---- SUPPLIED RECORDS
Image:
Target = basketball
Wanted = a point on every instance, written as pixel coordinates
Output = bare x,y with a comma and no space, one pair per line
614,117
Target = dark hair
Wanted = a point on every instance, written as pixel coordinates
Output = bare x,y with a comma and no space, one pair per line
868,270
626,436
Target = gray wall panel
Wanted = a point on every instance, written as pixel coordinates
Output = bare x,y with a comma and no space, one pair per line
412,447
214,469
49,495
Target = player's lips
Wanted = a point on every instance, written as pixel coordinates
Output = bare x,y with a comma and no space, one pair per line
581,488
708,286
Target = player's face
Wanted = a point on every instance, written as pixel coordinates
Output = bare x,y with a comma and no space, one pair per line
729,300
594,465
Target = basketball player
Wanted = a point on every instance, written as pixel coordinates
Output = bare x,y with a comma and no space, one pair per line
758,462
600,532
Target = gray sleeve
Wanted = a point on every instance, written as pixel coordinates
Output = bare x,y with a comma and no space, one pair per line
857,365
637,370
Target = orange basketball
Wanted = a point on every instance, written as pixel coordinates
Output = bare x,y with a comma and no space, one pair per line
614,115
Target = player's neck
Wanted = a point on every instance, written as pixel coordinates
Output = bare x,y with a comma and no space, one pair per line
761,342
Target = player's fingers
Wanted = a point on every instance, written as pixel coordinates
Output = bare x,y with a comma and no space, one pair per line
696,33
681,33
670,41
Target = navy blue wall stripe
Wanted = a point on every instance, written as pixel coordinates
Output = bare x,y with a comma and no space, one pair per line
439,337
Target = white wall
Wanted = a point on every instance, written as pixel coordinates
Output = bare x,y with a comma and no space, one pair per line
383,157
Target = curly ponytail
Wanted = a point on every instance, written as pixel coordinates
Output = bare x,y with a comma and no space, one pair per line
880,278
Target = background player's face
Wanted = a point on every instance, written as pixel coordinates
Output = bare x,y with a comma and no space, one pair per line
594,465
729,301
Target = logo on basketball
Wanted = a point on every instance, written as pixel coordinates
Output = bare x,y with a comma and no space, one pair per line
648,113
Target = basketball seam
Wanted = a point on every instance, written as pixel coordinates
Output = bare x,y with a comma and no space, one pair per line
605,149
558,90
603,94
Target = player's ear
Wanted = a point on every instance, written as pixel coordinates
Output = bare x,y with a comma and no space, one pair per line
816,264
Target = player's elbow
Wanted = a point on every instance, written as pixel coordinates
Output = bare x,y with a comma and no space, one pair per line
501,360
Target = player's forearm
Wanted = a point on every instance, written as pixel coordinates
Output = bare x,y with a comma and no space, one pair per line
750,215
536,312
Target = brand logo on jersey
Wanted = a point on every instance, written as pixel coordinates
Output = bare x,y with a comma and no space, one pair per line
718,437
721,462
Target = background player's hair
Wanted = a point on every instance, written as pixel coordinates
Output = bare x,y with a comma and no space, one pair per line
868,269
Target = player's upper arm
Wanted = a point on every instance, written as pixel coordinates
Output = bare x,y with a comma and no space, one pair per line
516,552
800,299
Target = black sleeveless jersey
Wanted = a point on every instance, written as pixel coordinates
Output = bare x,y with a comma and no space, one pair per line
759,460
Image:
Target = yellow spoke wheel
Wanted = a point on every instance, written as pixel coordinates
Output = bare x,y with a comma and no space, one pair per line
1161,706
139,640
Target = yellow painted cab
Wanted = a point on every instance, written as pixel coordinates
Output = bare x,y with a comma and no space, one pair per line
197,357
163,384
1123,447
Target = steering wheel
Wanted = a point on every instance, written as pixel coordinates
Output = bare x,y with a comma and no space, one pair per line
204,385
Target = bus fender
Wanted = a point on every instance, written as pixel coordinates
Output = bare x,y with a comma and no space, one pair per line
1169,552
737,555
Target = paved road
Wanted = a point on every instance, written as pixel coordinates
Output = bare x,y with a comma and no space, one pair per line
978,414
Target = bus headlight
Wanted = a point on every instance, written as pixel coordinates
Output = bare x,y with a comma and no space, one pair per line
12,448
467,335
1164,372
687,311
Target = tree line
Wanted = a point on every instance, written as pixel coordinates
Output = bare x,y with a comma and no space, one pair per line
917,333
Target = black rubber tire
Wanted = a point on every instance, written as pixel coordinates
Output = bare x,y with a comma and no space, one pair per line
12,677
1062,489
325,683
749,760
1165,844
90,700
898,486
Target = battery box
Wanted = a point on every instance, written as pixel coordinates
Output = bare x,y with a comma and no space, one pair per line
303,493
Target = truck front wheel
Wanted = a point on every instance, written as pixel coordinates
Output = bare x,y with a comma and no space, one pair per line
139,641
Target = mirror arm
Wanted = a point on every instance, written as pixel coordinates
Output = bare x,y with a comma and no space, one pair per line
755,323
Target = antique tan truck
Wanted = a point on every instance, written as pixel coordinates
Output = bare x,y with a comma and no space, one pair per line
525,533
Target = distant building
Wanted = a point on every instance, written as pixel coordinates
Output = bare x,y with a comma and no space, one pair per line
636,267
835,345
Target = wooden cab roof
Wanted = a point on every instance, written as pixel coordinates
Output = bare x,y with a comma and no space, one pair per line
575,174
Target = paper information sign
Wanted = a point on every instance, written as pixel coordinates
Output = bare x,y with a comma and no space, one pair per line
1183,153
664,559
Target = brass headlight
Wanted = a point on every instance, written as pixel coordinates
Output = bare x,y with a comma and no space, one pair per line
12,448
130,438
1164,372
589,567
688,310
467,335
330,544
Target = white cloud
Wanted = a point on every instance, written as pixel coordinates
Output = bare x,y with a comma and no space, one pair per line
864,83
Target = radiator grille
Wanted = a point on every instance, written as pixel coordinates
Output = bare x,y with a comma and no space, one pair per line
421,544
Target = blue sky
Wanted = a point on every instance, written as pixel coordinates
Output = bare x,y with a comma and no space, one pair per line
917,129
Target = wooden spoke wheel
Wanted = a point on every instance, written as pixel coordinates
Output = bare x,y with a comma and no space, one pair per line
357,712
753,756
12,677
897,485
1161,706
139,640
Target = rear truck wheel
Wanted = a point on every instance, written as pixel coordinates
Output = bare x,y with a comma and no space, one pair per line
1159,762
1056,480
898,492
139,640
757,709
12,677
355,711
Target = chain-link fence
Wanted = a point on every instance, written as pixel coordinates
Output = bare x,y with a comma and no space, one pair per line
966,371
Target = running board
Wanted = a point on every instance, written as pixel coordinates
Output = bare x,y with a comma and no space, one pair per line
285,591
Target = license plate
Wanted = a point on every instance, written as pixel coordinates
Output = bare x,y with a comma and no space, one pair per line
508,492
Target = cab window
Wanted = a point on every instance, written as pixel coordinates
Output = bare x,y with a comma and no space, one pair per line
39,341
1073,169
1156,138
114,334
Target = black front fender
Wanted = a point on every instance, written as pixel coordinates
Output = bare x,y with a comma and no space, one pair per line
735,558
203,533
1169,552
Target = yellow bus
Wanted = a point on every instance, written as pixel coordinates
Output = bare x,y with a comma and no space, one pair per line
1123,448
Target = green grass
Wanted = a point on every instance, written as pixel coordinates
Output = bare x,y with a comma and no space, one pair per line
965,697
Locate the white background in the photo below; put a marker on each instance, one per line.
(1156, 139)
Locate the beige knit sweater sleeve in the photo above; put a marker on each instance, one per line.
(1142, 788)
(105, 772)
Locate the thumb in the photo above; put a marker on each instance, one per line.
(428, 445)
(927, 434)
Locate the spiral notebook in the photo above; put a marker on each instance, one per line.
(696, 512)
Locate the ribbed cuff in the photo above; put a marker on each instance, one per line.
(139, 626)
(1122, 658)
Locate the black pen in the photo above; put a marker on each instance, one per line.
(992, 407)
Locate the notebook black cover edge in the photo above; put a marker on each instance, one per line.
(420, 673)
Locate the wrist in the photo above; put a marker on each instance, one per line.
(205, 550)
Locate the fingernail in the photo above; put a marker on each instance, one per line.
--------
EXERCISE BRIEF: How many of the lines above include the word "jersey"? Give that number without comment.

TASK OUTPUT: 2